■ **SUPPLIED PASSAGE**:
####################
Yes but the point is GPT-3/4 must include at least one website that prohibited scraping, thus OpenAI should not be using their GPT models, by their own logic.
That's a great question, I'm wondering that myself. So I know from the legal standpoint anti-scraping has been a messy debate, but what is different this time. Amazon and Linkedin won't die if their analytics leaks, in fact in Linkedin's case all the data was volunteered by the users. These users won't up and leave to another place that scraped Linkedin. I'm not sure if I agree with the lawsuit outcomes, but it didn't look like an existential threat to Linkedin or Amazon.
Now, in case of scraping _all_ of public useful information. Let's take Stackoverflow as an example of a community-produced content. It gets 90% of its traffic from Google, people show up, read, ask and answer questions (click on jobs and ads to keep SO servers running). If a scraper comes by that inhales all of that data, and regurgitates it under Microsoft's name, giving no credit, no references and absolutely nothing back to the authors of those questions and answers. What is the reason for SO to exist anymore? What is the motivation for people to keep answering and refining the questions? 90% of Stackoverflow will evaporate. The way it's currently set up it's an existential threat to any meaningful content on the web. Maybe there have been some legal precedents to repeal anti-scraping, but this is a very big problem now.
####################
■ **WHAT THIS TASK INVOLVES**:
Continue the forum thread about scraping and AI models from where it stops. The rows below come from a separate source and have no connection to the thread.
####################
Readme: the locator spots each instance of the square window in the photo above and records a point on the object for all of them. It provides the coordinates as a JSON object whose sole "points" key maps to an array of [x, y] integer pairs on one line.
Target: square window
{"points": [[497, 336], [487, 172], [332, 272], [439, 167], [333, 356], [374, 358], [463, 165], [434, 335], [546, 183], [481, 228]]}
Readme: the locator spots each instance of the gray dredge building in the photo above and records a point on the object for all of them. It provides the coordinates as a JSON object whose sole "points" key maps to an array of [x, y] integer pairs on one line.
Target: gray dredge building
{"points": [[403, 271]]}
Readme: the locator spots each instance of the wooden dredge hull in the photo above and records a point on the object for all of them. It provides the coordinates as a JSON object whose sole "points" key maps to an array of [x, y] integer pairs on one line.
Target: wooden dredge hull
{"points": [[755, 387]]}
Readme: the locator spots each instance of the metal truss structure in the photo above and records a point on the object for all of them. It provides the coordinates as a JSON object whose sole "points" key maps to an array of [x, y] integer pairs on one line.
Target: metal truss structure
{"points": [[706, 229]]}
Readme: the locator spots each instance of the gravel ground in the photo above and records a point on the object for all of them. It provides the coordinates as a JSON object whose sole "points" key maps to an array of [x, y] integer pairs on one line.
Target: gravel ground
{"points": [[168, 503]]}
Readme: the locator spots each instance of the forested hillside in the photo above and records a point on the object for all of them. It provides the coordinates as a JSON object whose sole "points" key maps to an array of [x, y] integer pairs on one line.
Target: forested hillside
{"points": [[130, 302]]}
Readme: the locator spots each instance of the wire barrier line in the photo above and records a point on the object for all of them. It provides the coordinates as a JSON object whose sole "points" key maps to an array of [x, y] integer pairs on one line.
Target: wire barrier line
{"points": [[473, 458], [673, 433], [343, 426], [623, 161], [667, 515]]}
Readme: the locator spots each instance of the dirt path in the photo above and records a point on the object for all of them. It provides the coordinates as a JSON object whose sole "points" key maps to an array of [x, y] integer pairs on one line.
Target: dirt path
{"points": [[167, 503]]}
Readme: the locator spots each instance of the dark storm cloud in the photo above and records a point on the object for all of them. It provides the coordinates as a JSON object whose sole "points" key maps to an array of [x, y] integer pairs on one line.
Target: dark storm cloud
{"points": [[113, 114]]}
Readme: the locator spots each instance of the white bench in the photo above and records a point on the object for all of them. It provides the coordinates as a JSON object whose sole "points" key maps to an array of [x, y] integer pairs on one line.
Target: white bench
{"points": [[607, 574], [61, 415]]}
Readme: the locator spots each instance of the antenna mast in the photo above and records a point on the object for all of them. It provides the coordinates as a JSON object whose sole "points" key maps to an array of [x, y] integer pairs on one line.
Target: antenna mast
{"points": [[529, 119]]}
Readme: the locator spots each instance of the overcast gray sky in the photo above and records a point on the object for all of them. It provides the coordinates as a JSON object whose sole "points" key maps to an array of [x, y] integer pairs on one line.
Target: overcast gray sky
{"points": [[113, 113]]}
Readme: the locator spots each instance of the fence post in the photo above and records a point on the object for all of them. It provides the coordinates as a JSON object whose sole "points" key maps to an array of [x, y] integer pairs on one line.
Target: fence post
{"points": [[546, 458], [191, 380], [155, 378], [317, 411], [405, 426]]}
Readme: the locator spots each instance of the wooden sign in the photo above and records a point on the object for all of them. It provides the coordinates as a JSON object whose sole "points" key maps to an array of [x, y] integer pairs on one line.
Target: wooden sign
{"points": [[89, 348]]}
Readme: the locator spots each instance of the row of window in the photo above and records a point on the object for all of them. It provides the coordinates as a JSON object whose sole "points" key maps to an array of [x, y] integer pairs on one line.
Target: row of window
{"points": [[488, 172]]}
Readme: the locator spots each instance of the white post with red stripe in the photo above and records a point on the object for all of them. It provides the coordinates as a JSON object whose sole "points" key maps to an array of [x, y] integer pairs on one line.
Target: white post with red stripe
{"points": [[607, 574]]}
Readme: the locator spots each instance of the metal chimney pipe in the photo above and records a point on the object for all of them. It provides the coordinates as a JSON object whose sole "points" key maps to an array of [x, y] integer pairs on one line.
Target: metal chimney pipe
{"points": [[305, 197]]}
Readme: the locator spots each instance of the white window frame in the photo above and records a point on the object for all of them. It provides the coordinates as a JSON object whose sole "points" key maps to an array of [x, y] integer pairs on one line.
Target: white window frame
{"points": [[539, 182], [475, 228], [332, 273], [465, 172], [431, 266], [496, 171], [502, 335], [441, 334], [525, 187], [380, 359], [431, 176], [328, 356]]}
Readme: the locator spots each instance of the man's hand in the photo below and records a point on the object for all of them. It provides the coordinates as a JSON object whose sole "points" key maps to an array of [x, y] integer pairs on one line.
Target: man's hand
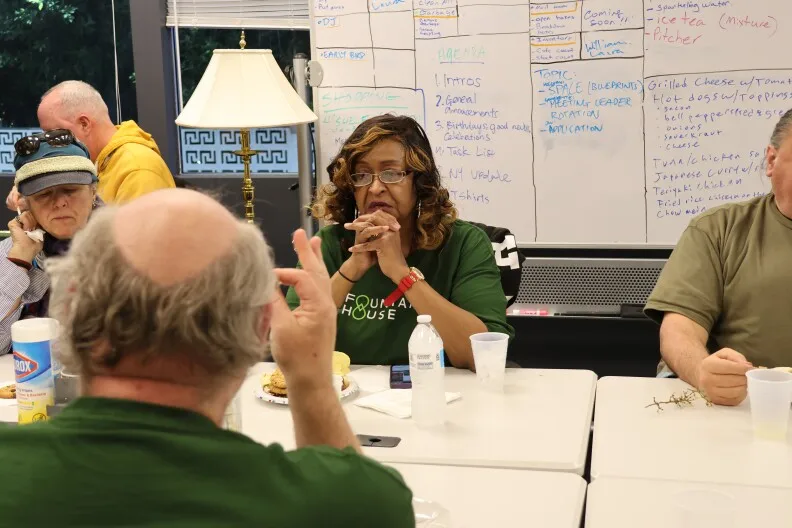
{"points": [[721, 376], [22, 246], [303, 340], [303, 343], [12, 201]]}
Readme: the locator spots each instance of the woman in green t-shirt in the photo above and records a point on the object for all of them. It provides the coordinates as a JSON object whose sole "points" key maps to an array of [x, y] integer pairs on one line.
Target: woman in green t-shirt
{"points": [[396, 249]]}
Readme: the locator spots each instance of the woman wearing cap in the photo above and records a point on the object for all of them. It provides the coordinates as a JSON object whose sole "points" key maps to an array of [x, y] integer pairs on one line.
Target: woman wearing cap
{"points": [[57, 180], [397, 249]]}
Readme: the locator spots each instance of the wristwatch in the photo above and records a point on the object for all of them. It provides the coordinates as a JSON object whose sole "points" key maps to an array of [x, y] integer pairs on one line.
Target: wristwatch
{"points": [[405, 284]]}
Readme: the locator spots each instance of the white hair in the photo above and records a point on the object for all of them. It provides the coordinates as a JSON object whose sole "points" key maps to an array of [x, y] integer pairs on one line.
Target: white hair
{"points": [[108, 310], [78, 97]]}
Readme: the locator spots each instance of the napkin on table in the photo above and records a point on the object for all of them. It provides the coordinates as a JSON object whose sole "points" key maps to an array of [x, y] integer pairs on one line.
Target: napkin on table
{"points": [[395, 402]]}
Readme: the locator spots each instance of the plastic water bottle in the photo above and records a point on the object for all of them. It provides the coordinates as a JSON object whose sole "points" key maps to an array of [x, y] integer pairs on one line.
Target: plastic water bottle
{"points": [[427, 373]]}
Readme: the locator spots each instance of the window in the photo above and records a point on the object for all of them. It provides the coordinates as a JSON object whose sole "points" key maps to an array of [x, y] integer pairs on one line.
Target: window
{"points": [[44, 42], [212, 151]]}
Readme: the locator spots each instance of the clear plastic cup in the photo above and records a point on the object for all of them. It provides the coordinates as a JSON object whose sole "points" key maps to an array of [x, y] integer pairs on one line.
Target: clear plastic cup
{"points": [[489, 355], [770, 394], [702, 508]]}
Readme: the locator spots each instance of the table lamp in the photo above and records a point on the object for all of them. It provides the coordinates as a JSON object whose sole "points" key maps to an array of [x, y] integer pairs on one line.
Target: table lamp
{"points": [[244, 89]]}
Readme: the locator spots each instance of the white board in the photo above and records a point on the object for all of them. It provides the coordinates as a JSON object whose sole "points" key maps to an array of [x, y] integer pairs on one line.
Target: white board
{"points": [[593, 122]]}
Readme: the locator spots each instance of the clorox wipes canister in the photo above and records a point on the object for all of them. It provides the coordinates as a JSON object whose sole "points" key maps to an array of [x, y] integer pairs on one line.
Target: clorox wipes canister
{"points": [[31, 340]]}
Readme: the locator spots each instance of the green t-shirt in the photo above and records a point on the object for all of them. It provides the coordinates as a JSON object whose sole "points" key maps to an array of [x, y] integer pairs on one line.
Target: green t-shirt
{"points": [[105, 462], [731, 272], [462, 270]]}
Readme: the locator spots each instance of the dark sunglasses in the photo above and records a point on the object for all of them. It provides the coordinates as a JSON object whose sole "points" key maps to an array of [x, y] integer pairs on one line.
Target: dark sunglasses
{"points": [[59, 137]]}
####################
■ **RESPONSE AREA**:
So think about it. If Morgan Stanley is right and OpenAI is currently training GPT-5 for hundreds of millions of dollars, they might not make it directly available. They could use Alpaca power to use it to boost GPT-4 or GPT-3. This way they could have these super optimized models that can fit in smaller memory and compute their tokens faster than any of the competition. This would be the opposite of OpenAI having a problem. It would be this huge economic moat that lasts for a while until more efficient hardware and more capital spending by their competition degrades it. It would even solve the problem of super human GPT-5 cognition. That would be moot if it's never released and only used to Alpaca-ize their own smaller models.
That's a valid perspective IMO but corporations are too slow to react and keep up.. Another thing is, if models that are good enough for the general use case that I can fit in my medium range hardware then I definitely don't need to pay for the more perfect one.. A couple of such good enough models are already there and a lot of us are already not following or waiting for the GPT-10.. That's the point of the article and why OpenAI are visibly insecure about those models.
> It would even solve the problem of super human GPT-5 cognition. That would be moot if it's never released and only used to Alpaca-ize their own smaller models.
They would not have a moat from this strategy.
At the end of the day, they still make available a model with high performance. The whole point is that anyone, for very little money, can fine-tune another model to match the performance of OpenAI's models.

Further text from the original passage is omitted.